◆ **EXERCISE DESCRIPTION**: What is needed is an exact transcription of every record.

◆ **INPUT**:

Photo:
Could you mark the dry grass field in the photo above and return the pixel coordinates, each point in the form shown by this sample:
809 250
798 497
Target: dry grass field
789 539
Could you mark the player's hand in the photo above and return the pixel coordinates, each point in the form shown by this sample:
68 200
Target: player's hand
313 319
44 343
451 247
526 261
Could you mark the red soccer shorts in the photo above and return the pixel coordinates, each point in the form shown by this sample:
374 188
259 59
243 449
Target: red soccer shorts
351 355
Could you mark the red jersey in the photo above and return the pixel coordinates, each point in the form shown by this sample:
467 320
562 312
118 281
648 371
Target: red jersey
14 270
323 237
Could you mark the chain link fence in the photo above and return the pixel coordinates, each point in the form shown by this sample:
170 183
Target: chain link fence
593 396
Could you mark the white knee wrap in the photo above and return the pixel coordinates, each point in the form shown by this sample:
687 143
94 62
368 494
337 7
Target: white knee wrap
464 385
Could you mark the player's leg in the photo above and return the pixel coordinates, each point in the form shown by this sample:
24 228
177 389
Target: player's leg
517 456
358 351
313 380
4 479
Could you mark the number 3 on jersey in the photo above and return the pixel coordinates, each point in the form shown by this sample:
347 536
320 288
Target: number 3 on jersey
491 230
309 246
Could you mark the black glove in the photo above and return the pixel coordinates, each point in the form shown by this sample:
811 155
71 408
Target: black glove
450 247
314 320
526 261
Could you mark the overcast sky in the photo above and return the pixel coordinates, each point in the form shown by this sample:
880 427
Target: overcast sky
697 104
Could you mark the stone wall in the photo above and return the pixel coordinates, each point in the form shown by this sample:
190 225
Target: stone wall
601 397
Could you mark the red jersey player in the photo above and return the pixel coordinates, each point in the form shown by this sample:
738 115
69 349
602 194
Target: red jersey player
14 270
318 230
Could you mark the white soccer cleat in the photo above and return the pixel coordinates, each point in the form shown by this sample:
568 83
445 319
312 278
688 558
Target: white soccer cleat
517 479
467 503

◆ **COMPLETED EXERCISE**:
Photo:
Could you mark the dry grass field in the photo above and return the pixel coordinates, each point in the form shown by this sample:
809 250
798 497
Target: dry grass field
789 539
Could you mark the player's hand in the photo above and return the pixel coordinates, each point in the form shown by this sample:
68 200
Target: player's hand
313 319
44 343
451 247
526 261
Could you mark the red soccer shorts in the photo above and return the pixel coordinates, each point in the form shown by this sample:
374 188
259 59
243 449
Target: red soccer shorts
351 355
Could you mark the red jersey in the photo above and return the pixel coordinates, each point in the form shown by this sample:
467 320
562 312
118 281
648 371
Target: red jersey
14 270
323 237
Could you mark the chain link fence in the photo above and return the pixel coordinates, each point in the form shown by this sample:
170 183
Target: chain link fence
593 396
Could you mark the white knee wrap in the photo above and return the pixel coordinates, each point in the form shown by this sample:
687 143
94 62
368 494
337 7
Target: white knee wrap
464 385
Could you mark the player's leg in the photo above and return the pixel coordinates, each point in the form shown by this sample:
24 228
177 389
Target: player's leg
517 456
358 351
313 380
4 479
Could you mark the number 3 on jersey in the photo above and return the pixel coordinates, each point in the form shown by this sample:
347 536
320 288
Target: number 3 on jersey
491 230
309 246
Could you mark the black glove in the photo above and return the pixel coordinates, each point in the form shown by this sample:
811 155
71 408
Target: black glove
450 247
314 320
526 261
Could you mark the overcast sky in the photo above and return the pixel coordinates, each point in the form shown by this sample:
880 427
Target: overcast sky
697 104
Could you mark the stone wall in the photo above and return the pixel coordinates, each point in the form shown by this sample:
190 225
Target: stone wall
601 397
Could you mark the red jersey player in the photo above and return the pixel coordinates, each point in the form shown by this sample:
738 115
69 349
602 194
Target: red jersey player
14 270
318 230
Could you mark the white soccer cleat in the photo above and return the pixel coordinates, each point in the form shown by this sample:
568 83
445 319
312 278
688 558
Target: white soccer cleat
517 479
467 503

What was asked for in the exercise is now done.